Given records →

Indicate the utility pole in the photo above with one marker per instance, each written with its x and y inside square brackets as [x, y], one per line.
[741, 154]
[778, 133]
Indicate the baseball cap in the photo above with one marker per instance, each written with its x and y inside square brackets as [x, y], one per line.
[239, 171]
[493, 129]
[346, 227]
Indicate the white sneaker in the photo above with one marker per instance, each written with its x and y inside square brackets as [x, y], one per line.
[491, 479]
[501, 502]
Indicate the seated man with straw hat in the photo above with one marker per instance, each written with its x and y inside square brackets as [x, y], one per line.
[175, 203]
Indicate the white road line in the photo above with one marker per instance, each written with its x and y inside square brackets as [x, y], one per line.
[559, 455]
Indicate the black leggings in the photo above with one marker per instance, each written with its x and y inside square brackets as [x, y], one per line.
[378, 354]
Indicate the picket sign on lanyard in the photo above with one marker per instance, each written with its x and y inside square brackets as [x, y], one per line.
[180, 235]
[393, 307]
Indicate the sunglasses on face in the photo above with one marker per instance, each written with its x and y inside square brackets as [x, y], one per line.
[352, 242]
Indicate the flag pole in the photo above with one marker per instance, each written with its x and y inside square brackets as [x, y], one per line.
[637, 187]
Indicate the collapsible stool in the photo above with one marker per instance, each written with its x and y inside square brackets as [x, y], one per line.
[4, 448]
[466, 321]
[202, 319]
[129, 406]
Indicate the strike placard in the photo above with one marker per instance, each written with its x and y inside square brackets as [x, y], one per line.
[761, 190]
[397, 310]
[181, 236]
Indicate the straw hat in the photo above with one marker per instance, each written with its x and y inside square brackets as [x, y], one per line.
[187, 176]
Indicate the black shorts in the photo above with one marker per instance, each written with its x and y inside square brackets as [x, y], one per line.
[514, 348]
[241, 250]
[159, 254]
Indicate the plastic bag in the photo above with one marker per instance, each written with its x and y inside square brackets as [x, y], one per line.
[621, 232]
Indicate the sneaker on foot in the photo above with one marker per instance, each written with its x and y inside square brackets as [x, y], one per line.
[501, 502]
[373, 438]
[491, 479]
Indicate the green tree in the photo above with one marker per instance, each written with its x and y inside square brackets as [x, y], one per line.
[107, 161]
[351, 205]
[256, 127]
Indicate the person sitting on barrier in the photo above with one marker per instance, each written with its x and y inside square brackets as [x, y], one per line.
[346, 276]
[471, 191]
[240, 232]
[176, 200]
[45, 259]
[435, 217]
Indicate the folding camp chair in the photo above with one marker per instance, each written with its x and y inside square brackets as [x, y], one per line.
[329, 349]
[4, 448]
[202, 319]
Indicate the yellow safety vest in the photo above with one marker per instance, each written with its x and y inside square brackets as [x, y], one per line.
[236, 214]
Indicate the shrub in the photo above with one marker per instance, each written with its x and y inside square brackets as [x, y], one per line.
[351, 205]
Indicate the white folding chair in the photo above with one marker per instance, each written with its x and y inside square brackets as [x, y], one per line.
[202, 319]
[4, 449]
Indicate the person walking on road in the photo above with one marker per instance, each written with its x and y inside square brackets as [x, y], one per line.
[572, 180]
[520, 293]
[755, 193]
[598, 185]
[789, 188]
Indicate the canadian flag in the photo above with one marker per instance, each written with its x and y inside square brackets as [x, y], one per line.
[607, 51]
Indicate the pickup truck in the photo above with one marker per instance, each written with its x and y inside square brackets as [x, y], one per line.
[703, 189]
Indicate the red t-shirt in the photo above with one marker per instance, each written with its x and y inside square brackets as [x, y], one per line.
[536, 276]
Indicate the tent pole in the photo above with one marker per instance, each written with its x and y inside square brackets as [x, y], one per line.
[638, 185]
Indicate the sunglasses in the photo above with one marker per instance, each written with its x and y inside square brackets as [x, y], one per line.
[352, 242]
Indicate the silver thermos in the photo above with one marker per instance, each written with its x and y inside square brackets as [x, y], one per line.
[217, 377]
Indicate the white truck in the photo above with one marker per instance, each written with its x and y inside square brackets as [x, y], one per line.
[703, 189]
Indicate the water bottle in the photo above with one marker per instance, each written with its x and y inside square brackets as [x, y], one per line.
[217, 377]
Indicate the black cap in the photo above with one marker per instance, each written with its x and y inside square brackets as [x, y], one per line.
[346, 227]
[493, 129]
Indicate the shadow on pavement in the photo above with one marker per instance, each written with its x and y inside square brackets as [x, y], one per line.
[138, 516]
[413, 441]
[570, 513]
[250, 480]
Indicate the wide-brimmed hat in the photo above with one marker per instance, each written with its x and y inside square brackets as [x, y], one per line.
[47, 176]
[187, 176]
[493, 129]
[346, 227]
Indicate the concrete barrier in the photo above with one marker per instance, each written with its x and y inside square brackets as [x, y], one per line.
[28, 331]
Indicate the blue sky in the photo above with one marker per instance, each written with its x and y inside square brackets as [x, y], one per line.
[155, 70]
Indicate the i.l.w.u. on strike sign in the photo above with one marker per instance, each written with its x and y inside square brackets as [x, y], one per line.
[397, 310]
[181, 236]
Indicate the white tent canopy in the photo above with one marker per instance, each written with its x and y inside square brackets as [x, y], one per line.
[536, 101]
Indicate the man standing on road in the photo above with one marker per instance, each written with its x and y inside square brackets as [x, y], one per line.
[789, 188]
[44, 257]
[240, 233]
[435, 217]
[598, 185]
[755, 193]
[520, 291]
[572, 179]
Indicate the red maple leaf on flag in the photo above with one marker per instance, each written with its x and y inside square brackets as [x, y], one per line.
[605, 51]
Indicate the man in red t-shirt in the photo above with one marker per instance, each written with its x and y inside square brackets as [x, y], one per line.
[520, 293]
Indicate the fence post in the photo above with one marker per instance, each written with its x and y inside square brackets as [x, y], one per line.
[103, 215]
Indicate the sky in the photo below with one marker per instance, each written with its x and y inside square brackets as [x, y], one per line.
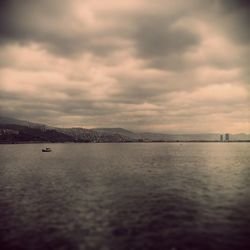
[160, 66]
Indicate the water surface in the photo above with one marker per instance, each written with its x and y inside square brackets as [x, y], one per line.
[130, 196]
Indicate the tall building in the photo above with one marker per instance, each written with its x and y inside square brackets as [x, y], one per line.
[221, 137]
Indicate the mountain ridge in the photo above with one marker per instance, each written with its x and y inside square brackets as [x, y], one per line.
[13, 130]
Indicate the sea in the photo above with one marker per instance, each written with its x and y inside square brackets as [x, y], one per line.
[125, 196]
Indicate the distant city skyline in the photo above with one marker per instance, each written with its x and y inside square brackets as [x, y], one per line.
[164, 66]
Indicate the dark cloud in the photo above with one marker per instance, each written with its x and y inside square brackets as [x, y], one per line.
[157, 38]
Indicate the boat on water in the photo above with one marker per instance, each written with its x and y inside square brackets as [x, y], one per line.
[46, 150]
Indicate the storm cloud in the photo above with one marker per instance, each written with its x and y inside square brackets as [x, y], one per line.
[165, 66]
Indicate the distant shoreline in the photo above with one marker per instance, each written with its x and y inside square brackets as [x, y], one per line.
[46, 142]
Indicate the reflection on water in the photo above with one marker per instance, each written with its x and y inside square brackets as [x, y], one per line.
[125, 196]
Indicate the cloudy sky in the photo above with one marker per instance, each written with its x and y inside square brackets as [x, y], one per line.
[162, 66]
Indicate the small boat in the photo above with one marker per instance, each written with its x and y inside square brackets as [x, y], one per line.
[47, 150]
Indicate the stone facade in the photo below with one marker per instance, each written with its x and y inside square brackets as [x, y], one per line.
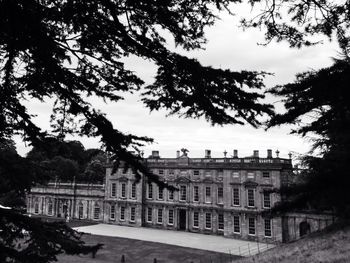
[223, 196]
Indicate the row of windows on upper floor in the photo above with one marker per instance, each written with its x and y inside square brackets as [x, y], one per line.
[183, 194]
[208, 219]
[234, 174]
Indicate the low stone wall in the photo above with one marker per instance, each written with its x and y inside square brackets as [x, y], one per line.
[297, 225]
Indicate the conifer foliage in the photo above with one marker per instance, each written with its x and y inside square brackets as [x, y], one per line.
[70, 50]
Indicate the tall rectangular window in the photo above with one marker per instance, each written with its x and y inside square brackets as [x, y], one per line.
[267, 200]
[160, 193]
[183, 193]
[208, 194]
[150, 191]
[113, 189]
[266, 175]
[170, 216]
[96, 212]
[160, 215]
[236, 224]
[132, 214]
[195, 219]
[251, 226]
[195, 193]
[220, 195]
[267, 226]
[50, 207]
[123, 195]
[122, 213]
[221, 221]
[235, 194]
[251, 198]
[112, 212]
[149, 214]
[133, 190]
[170, 195]
[208, 220]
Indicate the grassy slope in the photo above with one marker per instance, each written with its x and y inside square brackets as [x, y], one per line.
[332, 245]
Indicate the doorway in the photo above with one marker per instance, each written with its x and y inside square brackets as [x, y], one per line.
[304, 228]
[182, 219]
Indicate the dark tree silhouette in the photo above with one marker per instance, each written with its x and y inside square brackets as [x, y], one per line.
[319, 102]
[71, 50]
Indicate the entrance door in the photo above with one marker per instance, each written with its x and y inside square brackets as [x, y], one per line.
[182, 219]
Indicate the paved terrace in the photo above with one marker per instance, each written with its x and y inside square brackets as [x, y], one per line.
[177, 238]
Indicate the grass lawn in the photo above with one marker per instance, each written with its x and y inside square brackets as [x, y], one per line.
[137, 251]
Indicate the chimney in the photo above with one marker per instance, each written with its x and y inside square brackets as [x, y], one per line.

What is required → Copy out the lines from the one containing "Indicate the paved" through the end of the records, requests included. Shift every coordinate in the answers by adding 72 to both its x and y values.

Response below →
Indicate the paved terrace in the photo above with one marker per instance, each written with its x and y inside square brackets as [x, y], one per line.
[249, 310]
Indicate the grass lawn in the photo above with one marker per instance, each written with its x and y inside square brackets as [x, y], one per line.
[209, 323]
Indicate the chimney in the photo above with one marker per instance, each written with its x and y inside square brackets as [x, y], one per line.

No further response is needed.